● **Set exercise a**: In the forum post below, how big is the gap under the door when it isn't hitting the t-molding?

---------- Text section ----------

Bottom of door hitting new t-molding. Easy fix?

Discussion in 'Flooring Potpourri' started by Greg Jones, Oct 7, 2019.

  1. Greg Jones

    Greg Jones Member

    I just had new engineered hardwood floors installed, but the installers said they don't cut doors, and one door is hitting a t-molding. I'd like to shave the bottom of the door so it doesn't hit the t-molding, and I prefer not to take the door off the hinges. Plus, I don't own any kind of power saw. Is it possible to sand/shave it while it's still hanging on the hinges and without using power tools? There's about 1/8th of an inch gap under the door when it's not hitting the t-molding. I was thinking of putting a towel down on the floor (to protect the floor), laying a thin piece of wood on it, and then placing sandpaper on top of the wood so that the door will barely be able to pass over the sandpaper, and it will sand it a bit by moving the door back and forth. But I was wondering if there was some kind of sanding tool that could make this easier. I was imagining a rubber belt that has sandpaper on one said and smooth on the other and putting that under the door and pulling it along the bottom of the door or something like that.

----------

● **Set exercise b**: Find every line in the entries that contains the word "insignia", and copy each of those lines.

---------- Given data ----------

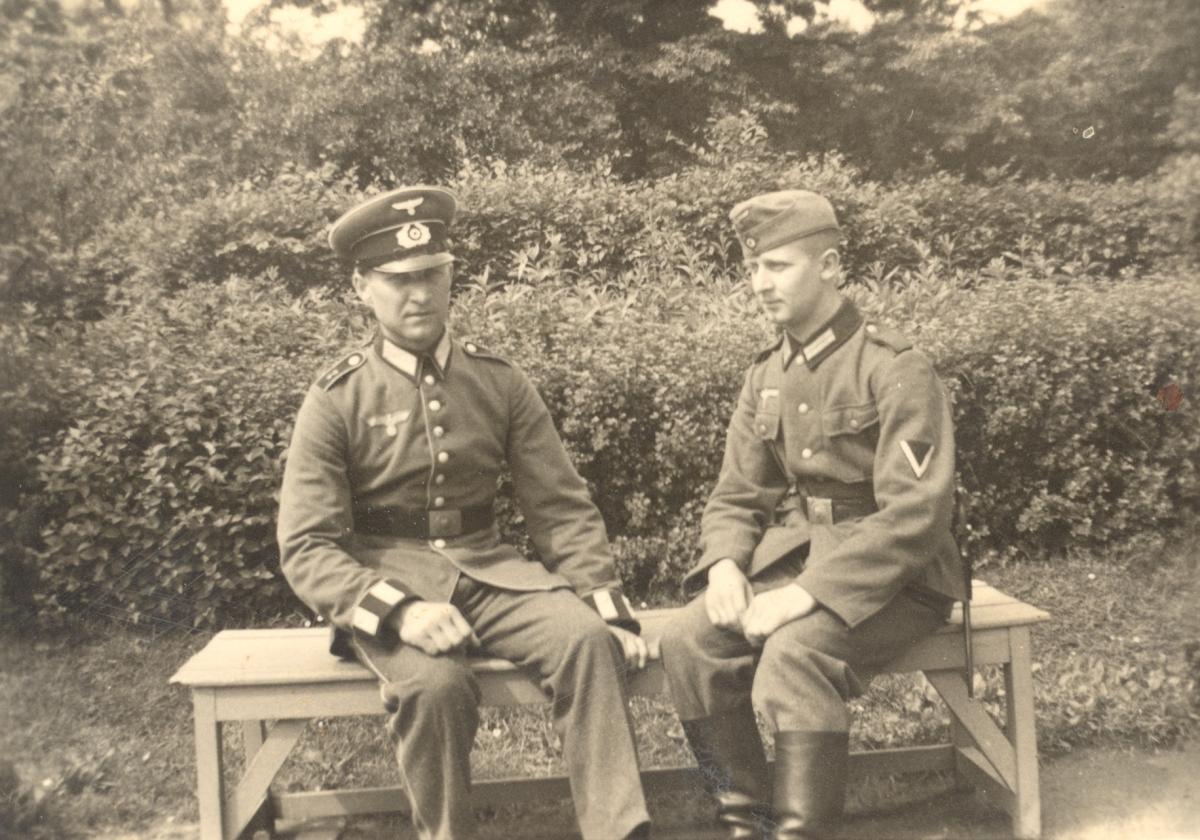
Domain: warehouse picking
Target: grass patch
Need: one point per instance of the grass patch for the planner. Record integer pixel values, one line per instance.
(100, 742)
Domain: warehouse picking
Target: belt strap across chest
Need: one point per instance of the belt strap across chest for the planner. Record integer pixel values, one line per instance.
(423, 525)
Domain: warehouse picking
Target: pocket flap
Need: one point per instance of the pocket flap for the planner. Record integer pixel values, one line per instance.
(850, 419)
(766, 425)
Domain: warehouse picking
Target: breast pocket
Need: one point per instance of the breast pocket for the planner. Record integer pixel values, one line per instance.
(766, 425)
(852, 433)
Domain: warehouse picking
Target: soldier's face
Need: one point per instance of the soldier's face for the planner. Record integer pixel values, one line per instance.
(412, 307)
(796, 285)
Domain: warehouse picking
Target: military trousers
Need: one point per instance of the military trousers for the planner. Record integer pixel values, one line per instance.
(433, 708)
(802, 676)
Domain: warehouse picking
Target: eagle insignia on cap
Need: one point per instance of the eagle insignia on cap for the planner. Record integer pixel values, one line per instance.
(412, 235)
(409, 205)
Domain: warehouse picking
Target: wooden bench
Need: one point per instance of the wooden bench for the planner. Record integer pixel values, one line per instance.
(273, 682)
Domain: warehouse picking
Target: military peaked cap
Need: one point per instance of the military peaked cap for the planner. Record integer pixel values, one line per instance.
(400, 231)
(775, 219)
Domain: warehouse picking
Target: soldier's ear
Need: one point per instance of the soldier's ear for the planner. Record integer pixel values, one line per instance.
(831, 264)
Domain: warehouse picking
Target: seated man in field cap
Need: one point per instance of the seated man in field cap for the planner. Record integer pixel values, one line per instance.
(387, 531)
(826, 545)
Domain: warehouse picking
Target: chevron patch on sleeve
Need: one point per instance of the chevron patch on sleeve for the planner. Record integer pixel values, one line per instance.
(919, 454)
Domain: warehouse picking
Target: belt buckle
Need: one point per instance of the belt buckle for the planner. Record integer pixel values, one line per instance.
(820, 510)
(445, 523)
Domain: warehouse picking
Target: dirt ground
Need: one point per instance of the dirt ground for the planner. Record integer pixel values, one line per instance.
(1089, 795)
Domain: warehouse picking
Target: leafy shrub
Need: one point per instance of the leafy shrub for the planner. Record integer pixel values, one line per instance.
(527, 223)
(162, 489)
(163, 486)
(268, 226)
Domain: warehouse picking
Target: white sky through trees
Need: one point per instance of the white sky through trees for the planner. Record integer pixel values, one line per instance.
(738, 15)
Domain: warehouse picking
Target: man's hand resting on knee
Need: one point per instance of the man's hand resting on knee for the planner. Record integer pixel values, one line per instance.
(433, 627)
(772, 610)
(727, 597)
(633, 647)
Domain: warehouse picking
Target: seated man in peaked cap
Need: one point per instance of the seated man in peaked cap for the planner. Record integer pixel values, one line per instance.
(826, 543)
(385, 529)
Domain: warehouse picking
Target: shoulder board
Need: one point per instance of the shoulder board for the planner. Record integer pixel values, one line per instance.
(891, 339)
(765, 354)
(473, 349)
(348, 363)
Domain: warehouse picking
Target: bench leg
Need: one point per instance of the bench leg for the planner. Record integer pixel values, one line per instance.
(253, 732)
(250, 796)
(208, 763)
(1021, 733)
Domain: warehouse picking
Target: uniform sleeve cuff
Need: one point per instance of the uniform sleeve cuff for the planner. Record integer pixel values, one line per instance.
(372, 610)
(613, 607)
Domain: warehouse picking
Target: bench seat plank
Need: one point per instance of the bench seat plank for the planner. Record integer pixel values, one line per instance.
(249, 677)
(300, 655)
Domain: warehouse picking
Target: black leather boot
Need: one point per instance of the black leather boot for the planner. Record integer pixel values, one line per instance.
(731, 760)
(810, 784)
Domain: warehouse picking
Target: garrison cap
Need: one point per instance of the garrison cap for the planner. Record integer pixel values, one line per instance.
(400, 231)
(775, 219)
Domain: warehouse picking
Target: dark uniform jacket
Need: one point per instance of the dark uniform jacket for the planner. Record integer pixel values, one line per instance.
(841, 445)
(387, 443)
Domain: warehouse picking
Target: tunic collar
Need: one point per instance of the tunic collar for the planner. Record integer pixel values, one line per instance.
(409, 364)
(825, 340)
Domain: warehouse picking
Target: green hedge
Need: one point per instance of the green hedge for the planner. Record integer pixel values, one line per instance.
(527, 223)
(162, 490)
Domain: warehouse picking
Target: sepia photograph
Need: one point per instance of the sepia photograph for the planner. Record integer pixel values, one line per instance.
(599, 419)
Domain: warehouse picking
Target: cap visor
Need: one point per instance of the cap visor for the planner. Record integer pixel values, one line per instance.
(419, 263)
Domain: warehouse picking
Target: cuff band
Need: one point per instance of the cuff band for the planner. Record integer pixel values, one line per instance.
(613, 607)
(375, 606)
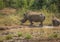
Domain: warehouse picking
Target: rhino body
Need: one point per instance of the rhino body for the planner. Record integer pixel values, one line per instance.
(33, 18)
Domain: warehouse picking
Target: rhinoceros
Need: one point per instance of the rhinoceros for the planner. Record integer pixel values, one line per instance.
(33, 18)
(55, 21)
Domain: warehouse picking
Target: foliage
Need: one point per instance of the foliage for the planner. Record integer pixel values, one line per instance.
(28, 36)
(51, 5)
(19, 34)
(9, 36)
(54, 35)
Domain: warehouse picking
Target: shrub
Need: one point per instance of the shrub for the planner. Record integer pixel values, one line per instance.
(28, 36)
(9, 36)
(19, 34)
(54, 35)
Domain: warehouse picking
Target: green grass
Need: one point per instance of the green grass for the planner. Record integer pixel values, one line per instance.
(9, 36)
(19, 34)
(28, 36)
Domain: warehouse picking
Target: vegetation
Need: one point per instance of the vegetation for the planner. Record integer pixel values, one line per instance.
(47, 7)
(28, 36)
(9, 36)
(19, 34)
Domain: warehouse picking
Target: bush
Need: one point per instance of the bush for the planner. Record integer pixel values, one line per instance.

----------

● **Complete answer a**: There is about 1/8th of an inch of gap under the door.

● **Complete answer b**:
Target: eagle insignia on cap
Need: one point per instance of the eagle insignia on cap for the planner. Record integer pixel values, one line per instance.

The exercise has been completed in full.